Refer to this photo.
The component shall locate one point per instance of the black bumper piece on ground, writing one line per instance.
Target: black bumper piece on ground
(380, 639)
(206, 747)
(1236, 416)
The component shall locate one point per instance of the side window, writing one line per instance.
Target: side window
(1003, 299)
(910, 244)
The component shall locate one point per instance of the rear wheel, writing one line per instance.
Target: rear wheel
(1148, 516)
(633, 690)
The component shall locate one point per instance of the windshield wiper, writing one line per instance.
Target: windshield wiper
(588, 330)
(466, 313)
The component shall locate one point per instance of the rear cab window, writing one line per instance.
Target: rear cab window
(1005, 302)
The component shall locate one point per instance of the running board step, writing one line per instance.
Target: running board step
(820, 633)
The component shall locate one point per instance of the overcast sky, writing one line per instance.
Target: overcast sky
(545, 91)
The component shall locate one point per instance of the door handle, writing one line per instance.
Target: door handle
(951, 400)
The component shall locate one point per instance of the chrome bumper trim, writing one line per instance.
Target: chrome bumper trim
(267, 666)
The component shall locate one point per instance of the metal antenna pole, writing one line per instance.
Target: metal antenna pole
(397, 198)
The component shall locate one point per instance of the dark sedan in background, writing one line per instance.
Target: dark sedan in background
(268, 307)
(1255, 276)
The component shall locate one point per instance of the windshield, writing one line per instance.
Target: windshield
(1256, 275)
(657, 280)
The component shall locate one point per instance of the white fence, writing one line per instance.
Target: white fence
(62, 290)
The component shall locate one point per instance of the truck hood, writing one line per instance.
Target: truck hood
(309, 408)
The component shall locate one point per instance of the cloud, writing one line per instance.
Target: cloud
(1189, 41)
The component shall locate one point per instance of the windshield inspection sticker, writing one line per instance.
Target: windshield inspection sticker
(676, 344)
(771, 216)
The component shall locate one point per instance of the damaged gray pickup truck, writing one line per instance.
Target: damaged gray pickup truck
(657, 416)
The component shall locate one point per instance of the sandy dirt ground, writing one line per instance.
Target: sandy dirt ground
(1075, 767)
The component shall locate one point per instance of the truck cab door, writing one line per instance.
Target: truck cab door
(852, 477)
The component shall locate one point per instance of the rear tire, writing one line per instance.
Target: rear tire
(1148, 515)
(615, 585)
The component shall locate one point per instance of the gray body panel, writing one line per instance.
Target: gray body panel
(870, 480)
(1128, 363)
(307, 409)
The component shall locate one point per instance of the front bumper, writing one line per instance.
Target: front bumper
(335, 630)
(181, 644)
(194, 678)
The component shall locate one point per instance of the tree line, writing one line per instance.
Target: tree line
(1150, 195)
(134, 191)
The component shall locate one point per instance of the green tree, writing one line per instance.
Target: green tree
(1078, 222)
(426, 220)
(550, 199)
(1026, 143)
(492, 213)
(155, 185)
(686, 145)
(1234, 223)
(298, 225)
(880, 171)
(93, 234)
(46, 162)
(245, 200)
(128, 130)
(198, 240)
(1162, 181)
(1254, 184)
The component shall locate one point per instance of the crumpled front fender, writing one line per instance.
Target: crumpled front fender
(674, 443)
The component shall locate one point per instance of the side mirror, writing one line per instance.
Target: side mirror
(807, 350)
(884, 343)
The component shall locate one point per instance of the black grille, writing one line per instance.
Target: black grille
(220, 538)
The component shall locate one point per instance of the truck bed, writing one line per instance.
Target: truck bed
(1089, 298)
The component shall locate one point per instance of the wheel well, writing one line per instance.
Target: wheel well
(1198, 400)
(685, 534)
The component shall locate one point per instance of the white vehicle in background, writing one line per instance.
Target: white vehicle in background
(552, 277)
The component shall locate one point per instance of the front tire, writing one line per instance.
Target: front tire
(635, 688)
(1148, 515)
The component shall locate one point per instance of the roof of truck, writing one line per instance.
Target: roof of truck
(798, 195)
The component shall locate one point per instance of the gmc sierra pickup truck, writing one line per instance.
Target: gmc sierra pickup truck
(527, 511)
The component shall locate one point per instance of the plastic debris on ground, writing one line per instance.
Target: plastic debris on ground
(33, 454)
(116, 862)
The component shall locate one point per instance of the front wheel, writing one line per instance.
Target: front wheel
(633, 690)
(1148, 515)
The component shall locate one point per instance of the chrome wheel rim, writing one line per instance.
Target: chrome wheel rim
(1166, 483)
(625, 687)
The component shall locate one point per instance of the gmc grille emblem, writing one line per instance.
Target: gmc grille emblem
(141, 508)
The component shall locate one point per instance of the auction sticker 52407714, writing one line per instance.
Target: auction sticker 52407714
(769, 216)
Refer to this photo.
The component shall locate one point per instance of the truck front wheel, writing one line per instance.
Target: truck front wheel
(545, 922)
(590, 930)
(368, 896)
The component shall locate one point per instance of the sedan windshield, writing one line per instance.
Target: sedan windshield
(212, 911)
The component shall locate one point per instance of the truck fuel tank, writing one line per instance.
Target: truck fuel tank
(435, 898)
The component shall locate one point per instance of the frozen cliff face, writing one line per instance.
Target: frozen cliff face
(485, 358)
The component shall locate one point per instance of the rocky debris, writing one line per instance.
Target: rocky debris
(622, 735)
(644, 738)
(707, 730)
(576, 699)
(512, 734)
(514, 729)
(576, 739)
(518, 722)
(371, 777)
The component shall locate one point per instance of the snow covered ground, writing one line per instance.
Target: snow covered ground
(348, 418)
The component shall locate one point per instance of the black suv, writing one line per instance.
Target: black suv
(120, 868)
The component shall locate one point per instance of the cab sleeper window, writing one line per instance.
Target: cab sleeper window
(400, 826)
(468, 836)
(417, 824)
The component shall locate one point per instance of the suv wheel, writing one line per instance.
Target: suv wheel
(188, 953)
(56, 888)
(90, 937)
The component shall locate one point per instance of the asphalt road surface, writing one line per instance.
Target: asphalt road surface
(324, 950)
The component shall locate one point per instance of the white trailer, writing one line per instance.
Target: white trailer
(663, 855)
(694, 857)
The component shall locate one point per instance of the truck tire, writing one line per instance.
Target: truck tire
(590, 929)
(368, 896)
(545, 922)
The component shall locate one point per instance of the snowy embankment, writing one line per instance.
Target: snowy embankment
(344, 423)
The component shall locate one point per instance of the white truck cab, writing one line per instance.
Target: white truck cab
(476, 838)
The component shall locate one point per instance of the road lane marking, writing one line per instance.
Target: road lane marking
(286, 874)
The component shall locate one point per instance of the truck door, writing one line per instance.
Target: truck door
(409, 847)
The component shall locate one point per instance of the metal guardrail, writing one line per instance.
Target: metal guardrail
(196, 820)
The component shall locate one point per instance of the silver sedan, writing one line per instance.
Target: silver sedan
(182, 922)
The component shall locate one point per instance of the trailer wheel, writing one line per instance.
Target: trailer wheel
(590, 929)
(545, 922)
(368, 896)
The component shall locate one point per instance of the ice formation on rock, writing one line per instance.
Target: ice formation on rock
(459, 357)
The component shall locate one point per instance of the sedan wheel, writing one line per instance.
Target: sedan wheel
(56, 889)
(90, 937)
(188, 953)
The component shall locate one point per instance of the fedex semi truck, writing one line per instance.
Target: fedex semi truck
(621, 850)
§ §
Please recast the lines above, from the line containing "cab, writing one line per instance." through the end of the entries, as a JSON list of strings with one string per line and blank lines omitted.

[
  "The component shall locate one point per instance of the white truck cab, writing one line per instance.",
  "Target: white truck cab",
  "(476, 838)",
  "The component shall locate one point per instance of the road lane marking, writing one line per instance.",
  "Target: road lane marking",
  "(286, 874)",
  "The component shall locate one point per instance of the truck door, writing one line per instance.",
  "Target: truck door",
  "(409, 847)",
  "The component shall locate one point per instance of the metal guardrail, writing one line per instance.",
  "Target: metal guardrail",
  "(196, 820)",
  "The component shall locate one point per instance of the silver sedan, writing one line per instance.",
  "Target: silver sedan",
  "(182, 922)",
  "The component shall locate one point per instance of the trailer wheel, writing one line per instance.",
  "Target: trailer wheel",
  "(590, 929)",
  "(545, 922)",
  "(368, 896)",
  "The component shall locate one point per instance of the ice formation on rock, writing one line per instance.",
  "Target: ice formation on rock",
  "(459, 357)",
  "The component shall locate one point per instance of the sedan wheel, writing one line per instance.",
  "Target: sedan wheel",
  "(56, 889)",
  "(90, 937)",
  "(188, 953)",
  "The component shall locate one point per instance of the fedex semi truck, writing one line per instance.",
  "Target: fedex semi truck",
  "(621, 850)"
]